= Data provided =
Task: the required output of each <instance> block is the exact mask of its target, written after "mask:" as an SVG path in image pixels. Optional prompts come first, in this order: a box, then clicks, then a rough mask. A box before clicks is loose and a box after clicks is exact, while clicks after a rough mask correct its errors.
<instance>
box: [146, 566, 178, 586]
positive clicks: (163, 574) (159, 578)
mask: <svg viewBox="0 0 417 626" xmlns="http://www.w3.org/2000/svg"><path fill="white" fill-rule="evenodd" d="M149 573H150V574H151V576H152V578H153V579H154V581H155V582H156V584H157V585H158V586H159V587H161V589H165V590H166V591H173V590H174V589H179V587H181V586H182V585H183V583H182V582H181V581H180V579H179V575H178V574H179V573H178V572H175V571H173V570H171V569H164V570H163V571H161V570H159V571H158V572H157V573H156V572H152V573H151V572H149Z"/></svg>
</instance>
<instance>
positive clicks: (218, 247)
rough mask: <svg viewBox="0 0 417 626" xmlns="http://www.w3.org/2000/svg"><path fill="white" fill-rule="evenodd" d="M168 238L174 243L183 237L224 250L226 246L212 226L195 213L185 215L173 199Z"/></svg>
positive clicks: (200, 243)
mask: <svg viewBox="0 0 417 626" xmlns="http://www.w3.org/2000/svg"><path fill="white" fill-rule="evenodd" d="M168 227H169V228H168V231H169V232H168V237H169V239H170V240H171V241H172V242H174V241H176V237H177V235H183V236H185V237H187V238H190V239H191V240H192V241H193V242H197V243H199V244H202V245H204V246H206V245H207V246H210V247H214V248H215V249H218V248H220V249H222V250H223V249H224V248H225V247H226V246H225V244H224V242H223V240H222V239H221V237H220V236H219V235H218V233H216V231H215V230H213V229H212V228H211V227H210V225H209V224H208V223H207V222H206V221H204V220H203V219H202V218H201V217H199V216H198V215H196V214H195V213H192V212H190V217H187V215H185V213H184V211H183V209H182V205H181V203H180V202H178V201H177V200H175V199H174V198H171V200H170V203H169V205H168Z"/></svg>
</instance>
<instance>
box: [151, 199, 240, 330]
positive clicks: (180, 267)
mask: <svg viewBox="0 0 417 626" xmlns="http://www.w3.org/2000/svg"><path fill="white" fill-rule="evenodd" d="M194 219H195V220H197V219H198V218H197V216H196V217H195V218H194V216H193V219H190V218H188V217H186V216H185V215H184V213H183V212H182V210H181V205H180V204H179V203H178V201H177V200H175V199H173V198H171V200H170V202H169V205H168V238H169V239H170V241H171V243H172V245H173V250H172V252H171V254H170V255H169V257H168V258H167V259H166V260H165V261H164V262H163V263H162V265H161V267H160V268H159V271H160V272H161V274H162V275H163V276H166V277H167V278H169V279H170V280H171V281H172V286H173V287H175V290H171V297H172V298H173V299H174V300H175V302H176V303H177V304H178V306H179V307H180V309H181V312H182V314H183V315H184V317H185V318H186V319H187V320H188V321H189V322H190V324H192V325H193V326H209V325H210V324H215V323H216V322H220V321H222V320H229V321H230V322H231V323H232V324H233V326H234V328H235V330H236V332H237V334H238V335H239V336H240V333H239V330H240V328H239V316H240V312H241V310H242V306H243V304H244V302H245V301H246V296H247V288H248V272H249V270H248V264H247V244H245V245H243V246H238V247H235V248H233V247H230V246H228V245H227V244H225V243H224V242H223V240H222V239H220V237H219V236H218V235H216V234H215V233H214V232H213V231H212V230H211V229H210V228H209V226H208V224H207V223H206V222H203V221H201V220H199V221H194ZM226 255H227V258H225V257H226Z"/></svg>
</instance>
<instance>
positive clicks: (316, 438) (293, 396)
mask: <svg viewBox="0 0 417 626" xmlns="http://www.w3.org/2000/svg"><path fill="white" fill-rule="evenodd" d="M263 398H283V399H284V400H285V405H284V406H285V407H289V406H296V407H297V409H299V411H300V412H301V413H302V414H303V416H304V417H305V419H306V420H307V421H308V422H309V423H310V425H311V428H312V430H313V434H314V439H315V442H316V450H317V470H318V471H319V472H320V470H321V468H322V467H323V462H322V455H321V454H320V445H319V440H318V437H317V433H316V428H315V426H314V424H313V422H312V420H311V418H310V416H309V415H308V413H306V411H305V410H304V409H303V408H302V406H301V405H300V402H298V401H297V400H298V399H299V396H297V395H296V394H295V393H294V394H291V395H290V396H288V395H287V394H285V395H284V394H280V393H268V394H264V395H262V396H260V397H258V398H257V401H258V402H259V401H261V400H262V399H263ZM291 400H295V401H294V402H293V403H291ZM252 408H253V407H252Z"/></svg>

= Problem =
All entries shown above should be printed again exactly.

= Answer section =
Task: the required output of each <instance> block is the exact mask of its target, written after "mask:" as an SVG path in image pixels. Optional prompts come first, in this order: a box, then clicks, then a rough mask. A box before clicks is loose and a box after clicks is exact, while clicks after a rough mask correct its errors.
<instance>
box: [146, 566, 178, 586]
positive clicks: (163, 574) (159, 578)
mask: <svg viewBox="0 0 417 626" xmlns="http://www.w3.org/2000/svg"><path fill="white" fill-rule="evenodd" d="M149 573H150V574H151V576H152V578H153V579H154V581H155V582H156V584H157V585H158V586H159V587H161V589H165V590H166V591H173V590H174V589H179V587H181V586H182V585H183V583H182V582H181V581H180V579H179V575H178V574H179V573H178V572H175V571H173V570H171V569H164V570H163V571H161V570H159V571H158V572H157V573H156V572H152V573H151V572H149Z"/></svg>
</instance>
<instance>
positive clicks: (218, 247)
rough mask: <svg viewBox="0 0 417 626" xmlns="http://www.w3.org/2000/svg"><path fill="white" fill-rule="evenodd" d="M168 238L174 243L183 237L224 250L226 246L212 226L195 213L185 215L173 199Z"/></svg>
positive clicks: (200, 243)
mask: <svg viewBox="0 0 417 626" xmlns="http://www.w3.org/2000/svg"><path fill="white" fill-rule="evenodd" d="M168 227H169V228H168V231H169V232H168V237H169V239H170V240H171V241H172V242H174V241H176V237H177V235H183V236H185V237H187V238H190V239H191V240H192V241H193V242H197V243H199V244H202V245H204V246H206V245H207V246H210V247H214V248H215V249H218V248H220V249H222V250H223V249H224V248H225V247H226V246H225V244H224V242H223V240H222V239H221V237H220V236H219V235H218V233H216V231H215V230H213V229H212V228H211V227H210V225H209V224H208V223H207V222H206V221H204V220H203V219H202V218H201V217H199V216H198V215H196V214H195V213H192V212H190V217H187V215H185V213H184V211H183V209H182V205H181V203H180V202H178V201H177V200H175V199H174V198H171V200H170V203H169V205H168Z"/></svg>
</instance>
<instance>
box: [151, 199, 240, 330]
positive clicks: (180, 267)
mask: <svg viewBox="0 0 417 626" xmlns="http://www.w3.org/2000/svg"><path fill="white" fill-rule="evenodd" d="M194 219H195V220H197V219H198V218H197V216H196V217H195V218H194V216H193V219H190V218H188V217H186V216H185V215H184V213H183V212H182V210H181V205H180V204H179V203H178V201H177V200H175V199H173V198H171V200H170V202H169V205H168V238H169V239H170V241H171V243H172V245H173V250H172V252H171V254H170V255H169V257H168V258H167V259H166V260H165V261H164V262H163V263H162V265H161V267H160V268H159V271H160V272H161V274H162V275H163V276H166V277H167V278H169V279H170V280H171V281H172V286H173V287H175V290H171V297H172V298H173V299H174V300H175V302H176V303H177V304H178V306H179V307H180V309H181V312H182V314H183V315H184V317H185V318H186V319H187V320H188V321H189V322H190V324H192V325H193V326H209V325H210V324H215V323H216V322H220V321H222V320H229V321H230V322H231V323H232V324H233V326H234V328H235V330H236V332H237V334H238V335H239V336H240V333H239V330H240V328H239V316H240V312H241V310H242V306H243V304H244V302H245V301H246V296H247V288H248V272H249V270H248V264H247V244H245V245H243V246H238V247H235V248H233V247H230V246H228V245H227V244H225V243H224V242H223V240H222V239H220V237H219V236H218V235H216V234H215V233H214V232H213V231H212V230H211V229H210V228H209V226H208V224H207V223H206V222H203V221H201V220H199V221H194ZM226 255H227V258H225V257H226Z"/></svg>
</instance>
<instance>
positive clicks: (316, 438) (293, 396)
mask: <svg viewBox="0 0 417 626" xmlns="http://www.w3.org/2000/svg"><path fill="white" fill-rule="evenodd" d="M263 398H283V399H284V400H285V405H284V406H285V407H289V406H296V407H297V409H299V411H300V412H301V413H302V414H303V416H304V417H305V419H306V420H307V421H308V422H309V423H310V425H311V428H312V430H313V434H314V439H315V442H316V450H317V470H318V471H319V472H320V470H321V468H322V467H323V462H322V455H321V454H320V445H319V440H318V437H317V433H316V428H315V426H314V424H313V422H312V420H311V418H310V416H309V415H308V413H306V411H305V410H304V409H303V408H302V406H301V405H300V402H298V401H297V400H298V399H299V396H297V395H296V394H295V393H294V394H291V395H290V396H288V395H287V394H285V395H284V394H280V393H268V394H264V395H262V396H260V397H258V398H257V401H258V402H259V401H261V400H262V399H263ZM291 400H295V401H294V402H293V403H291ZM252 408H253V407H252Z"/></svg>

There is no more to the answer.